Concluindo, é evidente que o sistema arquitetado em Bretton Woods, além de ultrapassado para o atual momento, nunca conseguiu cumprir suas promessas de aumentar a produtividade, aumentar a eficiência e promover crescimento e bem-estar social em nível mundial, de forma sustentável. Muito pelo contrário, no Mundo hoje, sob a égide do capitalismo, persistem baixa produtividade, crescimento lento, iniquidades vergonhosas na distribuição de renda e riqueza e recorrentes eventos climáticos extremos provocando catástrofes sem precedentes, resultado de um crescimento que não respeita sequer os limites impostos pela natureza. De forma mais dramática esses resultados se manifestam nos países em desenvolvimento, retratados pelos graus elevados de desigualdades, desemprego, fome e miséria.

» **PROBLEMA PROPOSTO**: Segundo o trecho, em quais países os resultados descritos se manifestam de forma mais dramática? Os dados que vêm depois constituem um material independente do trecho.

Entradas de dados coletadas
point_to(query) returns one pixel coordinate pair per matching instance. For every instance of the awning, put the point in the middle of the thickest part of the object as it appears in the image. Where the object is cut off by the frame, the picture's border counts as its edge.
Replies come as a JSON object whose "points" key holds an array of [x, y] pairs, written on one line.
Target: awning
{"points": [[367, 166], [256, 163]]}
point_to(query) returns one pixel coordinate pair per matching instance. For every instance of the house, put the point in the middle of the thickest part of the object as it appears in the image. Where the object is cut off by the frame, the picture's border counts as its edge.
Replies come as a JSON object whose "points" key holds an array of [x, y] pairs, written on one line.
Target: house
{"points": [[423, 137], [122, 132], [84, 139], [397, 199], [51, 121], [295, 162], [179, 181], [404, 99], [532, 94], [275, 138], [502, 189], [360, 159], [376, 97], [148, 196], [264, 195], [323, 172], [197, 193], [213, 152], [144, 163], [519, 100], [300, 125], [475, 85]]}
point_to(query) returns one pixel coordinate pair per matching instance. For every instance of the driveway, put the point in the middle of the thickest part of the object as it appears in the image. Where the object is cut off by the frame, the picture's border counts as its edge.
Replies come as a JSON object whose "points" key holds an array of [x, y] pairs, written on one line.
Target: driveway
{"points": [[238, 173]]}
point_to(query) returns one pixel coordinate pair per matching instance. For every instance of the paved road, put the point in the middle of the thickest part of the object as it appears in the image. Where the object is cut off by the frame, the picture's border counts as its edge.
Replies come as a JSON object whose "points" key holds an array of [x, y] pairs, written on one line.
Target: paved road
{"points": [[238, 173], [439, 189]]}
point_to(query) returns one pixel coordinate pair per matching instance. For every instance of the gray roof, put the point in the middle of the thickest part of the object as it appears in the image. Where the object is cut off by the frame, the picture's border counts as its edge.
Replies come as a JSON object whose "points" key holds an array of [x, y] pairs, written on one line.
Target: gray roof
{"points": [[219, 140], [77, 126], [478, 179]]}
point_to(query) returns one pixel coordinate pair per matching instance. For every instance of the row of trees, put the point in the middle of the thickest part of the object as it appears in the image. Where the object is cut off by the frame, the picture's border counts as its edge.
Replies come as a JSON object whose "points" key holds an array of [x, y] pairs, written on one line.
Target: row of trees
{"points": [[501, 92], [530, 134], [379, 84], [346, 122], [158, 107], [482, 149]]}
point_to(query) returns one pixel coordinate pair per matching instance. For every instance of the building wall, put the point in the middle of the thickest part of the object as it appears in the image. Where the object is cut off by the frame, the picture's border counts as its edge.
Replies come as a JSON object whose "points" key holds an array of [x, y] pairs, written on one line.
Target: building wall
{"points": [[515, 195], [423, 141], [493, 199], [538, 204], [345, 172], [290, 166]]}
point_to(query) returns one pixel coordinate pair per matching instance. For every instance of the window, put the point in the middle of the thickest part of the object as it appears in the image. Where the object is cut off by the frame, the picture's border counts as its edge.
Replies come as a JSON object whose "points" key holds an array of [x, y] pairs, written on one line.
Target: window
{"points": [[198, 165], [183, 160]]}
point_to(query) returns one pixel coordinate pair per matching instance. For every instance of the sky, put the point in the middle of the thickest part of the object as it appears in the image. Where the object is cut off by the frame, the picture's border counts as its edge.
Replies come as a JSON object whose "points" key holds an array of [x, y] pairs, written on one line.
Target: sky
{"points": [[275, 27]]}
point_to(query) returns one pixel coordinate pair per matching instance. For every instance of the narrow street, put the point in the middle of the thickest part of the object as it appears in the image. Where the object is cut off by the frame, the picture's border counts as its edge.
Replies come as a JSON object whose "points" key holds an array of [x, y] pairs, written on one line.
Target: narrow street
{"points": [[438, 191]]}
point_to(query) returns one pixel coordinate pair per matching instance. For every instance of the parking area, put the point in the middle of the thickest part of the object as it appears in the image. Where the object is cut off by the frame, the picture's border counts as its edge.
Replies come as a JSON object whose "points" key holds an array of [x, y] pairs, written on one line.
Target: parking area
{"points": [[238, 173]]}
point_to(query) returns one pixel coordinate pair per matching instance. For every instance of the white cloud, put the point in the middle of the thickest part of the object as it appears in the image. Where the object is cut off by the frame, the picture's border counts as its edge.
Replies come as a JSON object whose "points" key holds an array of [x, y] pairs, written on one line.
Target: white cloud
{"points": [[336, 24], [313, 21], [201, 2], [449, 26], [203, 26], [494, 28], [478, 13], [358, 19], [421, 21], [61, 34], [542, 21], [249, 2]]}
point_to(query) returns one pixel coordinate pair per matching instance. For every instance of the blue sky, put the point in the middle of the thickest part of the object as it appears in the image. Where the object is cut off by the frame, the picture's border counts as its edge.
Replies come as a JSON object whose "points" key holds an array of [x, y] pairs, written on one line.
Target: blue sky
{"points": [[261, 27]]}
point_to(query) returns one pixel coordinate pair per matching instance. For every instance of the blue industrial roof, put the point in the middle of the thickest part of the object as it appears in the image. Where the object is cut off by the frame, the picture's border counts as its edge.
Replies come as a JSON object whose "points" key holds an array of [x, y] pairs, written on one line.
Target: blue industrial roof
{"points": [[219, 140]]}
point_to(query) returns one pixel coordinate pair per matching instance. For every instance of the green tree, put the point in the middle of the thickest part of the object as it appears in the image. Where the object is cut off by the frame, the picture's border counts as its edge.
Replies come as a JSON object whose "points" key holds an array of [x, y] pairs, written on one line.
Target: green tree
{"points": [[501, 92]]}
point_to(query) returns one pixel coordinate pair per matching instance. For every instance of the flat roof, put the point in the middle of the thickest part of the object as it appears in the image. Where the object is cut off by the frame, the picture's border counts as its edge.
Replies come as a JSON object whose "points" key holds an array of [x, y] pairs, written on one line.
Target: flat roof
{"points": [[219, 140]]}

» **RESPOSTA DO EXERCÍCIO**: Nos países em desenvolvimento.